Point-per-instance localization data:
========
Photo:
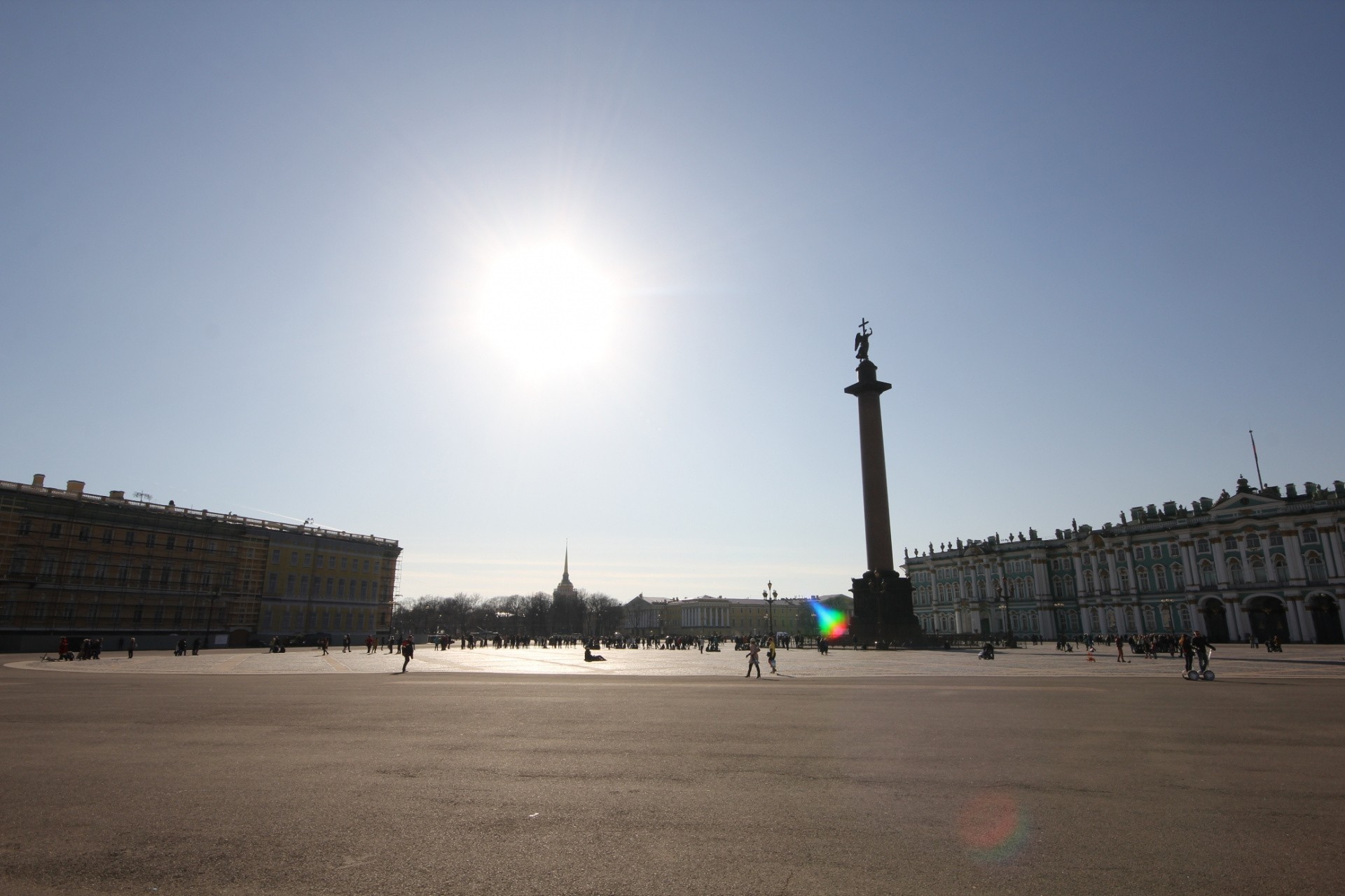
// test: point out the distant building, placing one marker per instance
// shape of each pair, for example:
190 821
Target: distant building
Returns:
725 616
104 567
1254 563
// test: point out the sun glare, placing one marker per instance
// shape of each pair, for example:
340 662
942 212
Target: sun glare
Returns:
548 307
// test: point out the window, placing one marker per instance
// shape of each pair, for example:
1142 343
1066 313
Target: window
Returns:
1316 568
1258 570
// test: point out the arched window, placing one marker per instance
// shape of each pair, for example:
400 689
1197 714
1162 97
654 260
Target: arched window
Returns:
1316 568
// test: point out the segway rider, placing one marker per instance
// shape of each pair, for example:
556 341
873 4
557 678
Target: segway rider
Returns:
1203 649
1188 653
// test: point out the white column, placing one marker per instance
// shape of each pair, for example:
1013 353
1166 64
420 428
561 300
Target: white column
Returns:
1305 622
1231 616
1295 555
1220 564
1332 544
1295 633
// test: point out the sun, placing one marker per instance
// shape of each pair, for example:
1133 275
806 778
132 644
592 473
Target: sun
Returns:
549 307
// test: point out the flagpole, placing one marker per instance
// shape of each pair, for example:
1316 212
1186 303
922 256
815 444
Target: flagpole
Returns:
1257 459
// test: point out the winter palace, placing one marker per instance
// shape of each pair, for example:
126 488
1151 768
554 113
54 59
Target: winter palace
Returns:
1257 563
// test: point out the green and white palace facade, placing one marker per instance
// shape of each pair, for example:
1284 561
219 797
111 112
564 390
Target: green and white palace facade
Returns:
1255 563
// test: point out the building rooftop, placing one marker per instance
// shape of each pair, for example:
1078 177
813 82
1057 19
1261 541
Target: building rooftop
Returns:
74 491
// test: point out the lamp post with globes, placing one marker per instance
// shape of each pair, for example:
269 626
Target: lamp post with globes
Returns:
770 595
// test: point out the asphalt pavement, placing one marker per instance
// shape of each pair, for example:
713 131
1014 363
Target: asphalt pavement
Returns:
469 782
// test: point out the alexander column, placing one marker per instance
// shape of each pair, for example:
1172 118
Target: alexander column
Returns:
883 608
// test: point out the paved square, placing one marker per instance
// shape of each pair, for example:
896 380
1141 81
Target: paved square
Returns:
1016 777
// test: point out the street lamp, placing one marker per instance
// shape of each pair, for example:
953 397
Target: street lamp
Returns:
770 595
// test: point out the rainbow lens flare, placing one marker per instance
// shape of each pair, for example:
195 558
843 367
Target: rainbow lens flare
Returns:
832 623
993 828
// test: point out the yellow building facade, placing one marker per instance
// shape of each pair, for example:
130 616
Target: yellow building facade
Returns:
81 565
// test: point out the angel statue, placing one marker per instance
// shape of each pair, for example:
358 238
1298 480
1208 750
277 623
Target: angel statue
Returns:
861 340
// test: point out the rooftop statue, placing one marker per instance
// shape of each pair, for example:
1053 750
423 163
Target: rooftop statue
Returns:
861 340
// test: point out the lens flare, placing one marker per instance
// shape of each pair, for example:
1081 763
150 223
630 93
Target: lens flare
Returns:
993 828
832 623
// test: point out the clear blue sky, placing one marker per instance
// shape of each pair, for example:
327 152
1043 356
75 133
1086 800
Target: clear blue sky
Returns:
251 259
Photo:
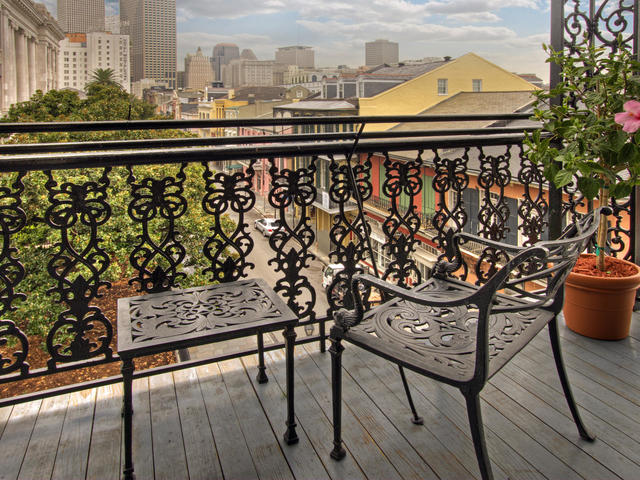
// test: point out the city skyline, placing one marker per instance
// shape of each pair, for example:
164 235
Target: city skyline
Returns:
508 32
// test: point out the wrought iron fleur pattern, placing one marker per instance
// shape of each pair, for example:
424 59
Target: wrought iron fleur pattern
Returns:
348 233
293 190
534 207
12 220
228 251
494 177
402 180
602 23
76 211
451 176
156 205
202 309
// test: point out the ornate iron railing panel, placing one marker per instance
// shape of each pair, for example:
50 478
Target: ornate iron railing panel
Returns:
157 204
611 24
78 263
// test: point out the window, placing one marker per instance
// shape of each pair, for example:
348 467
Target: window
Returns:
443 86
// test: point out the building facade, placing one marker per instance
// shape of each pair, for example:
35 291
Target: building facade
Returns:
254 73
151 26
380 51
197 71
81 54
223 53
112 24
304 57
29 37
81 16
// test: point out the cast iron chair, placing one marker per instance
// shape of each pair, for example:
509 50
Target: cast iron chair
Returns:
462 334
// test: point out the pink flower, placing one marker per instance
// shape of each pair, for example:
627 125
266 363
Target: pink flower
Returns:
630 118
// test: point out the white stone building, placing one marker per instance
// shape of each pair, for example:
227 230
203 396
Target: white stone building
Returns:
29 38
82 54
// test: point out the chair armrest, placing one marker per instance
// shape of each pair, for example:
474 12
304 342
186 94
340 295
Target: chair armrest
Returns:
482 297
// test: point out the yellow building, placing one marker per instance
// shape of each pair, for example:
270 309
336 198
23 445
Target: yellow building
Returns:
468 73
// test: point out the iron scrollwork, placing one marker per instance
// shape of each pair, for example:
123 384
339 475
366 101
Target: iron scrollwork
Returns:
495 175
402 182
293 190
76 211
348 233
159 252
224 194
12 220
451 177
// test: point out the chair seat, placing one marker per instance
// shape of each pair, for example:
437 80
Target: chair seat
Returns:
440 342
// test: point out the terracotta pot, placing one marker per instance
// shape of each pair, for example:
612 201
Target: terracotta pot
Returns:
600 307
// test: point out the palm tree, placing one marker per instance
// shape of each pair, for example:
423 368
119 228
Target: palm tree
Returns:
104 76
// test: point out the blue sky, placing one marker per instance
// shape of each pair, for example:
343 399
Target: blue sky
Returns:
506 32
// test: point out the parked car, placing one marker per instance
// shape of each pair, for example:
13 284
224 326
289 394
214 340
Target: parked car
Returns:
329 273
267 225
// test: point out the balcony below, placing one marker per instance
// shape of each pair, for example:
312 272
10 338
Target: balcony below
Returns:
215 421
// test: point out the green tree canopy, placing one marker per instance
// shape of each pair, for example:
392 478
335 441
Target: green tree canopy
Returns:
========
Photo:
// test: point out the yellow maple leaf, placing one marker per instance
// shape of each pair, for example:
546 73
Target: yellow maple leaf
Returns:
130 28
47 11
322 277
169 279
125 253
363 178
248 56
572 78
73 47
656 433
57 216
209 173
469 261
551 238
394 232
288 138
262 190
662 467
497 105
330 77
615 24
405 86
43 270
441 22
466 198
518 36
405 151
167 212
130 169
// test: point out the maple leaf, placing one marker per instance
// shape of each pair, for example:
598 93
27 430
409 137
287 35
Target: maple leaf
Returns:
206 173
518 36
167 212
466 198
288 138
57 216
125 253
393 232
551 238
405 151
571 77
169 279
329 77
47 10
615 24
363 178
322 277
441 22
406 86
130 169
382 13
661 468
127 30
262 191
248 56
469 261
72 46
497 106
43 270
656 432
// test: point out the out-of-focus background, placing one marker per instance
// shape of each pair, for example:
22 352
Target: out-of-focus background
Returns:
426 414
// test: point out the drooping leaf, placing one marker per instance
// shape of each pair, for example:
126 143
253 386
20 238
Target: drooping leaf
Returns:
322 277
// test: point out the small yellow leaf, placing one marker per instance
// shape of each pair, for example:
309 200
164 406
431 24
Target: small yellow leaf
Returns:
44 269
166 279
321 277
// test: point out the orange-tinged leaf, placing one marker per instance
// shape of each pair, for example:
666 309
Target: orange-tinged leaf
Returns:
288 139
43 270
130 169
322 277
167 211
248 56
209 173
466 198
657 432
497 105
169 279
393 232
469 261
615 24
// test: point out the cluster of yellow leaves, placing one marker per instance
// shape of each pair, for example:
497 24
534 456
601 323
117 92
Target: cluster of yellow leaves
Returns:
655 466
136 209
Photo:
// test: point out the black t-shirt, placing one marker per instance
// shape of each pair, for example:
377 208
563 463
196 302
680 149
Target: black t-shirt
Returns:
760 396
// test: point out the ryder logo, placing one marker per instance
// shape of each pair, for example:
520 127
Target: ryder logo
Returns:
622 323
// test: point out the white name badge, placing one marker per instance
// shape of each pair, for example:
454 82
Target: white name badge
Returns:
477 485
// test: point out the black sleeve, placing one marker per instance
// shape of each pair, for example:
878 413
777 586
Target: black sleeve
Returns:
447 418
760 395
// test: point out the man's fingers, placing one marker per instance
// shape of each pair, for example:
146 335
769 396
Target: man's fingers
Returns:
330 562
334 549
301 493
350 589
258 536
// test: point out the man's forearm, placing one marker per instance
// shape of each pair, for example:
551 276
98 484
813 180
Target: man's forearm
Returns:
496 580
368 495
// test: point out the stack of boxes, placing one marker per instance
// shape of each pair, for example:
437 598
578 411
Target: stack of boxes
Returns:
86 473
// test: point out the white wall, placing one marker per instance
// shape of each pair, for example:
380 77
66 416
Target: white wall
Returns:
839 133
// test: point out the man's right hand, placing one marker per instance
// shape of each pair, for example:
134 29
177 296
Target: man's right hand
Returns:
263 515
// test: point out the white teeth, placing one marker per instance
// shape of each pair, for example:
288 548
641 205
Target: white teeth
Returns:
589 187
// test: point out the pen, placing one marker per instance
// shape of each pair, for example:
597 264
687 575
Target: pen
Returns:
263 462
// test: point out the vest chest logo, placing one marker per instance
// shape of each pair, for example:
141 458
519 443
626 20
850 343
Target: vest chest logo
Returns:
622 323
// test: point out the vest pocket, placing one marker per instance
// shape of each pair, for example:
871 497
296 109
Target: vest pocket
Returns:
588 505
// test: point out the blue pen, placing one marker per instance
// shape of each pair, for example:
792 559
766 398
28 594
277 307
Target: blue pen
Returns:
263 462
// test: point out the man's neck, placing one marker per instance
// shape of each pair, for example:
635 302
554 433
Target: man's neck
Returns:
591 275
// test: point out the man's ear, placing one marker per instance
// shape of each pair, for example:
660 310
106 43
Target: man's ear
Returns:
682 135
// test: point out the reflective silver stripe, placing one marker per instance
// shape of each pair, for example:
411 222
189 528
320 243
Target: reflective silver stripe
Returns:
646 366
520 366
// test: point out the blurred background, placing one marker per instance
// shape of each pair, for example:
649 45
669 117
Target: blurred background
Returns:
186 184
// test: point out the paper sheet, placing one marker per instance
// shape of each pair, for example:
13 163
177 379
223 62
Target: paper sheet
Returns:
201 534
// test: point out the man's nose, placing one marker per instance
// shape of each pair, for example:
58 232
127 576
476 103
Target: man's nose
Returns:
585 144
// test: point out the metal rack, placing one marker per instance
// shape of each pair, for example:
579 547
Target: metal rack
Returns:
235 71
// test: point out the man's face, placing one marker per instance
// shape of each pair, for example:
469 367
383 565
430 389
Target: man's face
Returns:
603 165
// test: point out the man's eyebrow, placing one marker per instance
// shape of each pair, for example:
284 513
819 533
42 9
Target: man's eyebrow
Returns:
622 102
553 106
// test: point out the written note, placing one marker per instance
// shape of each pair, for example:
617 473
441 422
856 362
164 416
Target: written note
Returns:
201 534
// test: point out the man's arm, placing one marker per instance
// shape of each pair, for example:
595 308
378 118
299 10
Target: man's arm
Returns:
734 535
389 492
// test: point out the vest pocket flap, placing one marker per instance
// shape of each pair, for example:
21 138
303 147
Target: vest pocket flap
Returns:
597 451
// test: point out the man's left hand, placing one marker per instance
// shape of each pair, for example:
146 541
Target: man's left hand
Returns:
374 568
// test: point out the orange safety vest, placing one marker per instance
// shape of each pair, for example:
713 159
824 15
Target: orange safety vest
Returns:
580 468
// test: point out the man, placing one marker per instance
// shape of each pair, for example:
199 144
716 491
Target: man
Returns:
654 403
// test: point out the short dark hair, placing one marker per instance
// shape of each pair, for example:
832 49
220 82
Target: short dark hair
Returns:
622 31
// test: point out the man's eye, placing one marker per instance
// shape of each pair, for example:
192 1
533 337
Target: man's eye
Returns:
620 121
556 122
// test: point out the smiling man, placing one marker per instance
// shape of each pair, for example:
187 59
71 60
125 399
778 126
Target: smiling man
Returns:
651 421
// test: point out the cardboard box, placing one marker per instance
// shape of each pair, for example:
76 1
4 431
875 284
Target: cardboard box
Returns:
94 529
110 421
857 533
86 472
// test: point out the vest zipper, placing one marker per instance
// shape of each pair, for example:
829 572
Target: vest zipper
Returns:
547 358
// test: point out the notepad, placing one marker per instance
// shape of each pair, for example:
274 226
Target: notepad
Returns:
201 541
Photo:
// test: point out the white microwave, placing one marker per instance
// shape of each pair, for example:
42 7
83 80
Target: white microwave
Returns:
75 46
========
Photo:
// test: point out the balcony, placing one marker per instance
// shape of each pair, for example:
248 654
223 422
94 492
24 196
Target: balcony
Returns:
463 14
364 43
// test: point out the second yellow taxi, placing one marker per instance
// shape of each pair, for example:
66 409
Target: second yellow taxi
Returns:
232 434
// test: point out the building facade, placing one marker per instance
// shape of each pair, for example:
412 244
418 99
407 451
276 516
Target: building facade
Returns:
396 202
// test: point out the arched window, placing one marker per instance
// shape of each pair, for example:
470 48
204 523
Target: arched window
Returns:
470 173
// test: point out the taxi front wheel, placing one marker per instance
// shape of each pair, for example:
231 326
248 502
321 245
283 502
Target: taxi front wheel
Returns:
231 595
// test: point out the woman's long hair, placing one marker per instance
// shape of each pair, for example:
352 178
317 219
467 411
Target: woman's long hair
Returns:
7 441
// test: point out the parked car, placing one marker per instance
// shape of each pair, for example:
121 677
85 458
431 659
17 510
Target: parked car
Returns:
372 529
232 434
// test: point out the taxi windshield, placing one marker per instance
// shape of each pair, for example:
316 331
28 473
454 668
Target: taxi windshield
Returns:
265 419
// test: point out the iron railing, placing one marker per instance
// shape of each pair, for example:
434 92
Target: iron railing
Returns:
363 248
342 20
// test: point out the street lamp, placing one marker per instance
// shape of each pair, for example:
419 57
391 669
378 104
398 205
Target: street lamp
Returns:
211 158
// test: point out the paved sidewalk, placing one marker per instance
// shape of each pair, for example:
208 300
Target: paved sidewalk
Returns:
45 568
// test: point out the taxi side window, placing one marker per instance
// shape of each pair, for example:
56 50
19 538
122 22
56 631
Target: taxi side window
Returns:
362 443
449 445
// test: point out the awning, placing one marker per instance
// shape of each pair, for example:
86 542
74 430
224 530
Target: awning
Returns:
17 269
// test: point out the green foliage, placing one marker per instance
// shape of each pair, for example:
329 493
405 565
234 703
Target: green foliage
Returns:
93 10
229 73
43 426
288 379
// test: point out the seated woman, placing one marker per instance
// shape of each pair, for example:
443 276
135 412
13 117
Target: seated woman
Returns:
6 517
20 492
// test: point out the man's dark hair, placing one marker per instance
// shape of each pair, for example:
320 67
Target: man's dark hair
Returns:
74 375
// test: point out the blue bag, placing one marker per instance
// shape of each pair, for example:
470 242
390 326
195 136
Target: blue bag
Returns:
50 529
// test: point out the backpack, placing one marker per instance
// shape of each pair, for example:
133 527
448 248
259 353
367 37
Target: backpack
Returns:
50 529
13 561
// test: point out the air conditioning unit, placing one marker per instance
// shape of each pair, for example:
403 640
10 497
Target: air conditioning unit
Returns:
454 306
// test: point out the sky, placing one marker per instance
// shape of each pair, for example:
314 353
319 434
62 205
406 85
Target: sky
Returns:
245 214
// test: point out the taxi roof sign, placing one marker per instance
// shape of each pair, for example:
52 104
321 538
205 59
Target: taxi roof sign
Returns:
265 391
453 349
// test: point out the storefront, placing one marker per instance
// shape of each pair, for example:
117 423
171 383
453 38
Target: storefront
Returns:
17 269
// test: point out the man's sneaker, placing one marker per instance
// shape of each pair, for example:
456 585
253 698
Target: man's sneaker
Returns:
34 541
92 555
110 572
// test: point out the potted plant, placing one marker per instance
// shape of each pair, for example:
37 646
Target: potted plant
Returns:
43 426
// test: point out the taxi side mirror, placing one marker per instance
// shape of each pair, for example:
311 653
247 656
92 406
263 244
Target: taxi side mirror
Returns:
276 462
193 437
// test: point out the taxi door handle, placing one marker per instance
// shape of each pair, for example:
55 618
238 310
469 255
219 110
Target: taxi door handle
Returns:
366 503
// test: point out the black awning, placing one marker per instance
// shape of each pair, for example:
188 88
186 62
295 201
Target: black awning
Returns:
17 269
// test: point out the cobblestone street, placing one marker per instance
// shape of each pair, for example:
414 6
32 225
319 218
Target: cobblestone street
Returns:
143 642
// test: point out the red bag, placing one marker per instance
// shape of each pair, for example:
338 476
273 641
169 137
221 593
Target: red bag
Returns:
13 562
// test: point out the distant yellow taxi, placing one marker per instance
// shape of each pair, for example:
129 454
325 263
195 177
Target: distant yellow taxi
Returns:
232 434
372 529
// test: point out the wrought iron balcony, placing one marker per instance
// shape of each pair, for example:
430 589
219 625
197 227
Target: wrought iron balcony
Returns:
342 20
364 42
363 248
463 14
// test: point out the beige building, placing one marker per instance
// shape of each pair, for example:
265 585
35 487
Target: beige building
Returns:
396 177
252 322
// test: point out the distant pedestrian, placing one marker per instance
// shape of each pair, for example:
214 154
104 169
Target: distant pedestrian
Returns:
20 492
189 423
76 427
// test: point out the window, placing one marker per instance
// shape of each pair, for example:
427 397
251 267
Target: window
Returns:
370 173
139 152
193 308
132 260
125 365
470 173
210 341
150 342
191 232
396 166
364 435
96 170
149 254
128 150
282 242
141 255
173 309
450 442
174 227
========
Whenever a line of the data holds the string "blurred", pick that line out.

// test: point out the blurred background, placing one marker per instance
Target: blurred background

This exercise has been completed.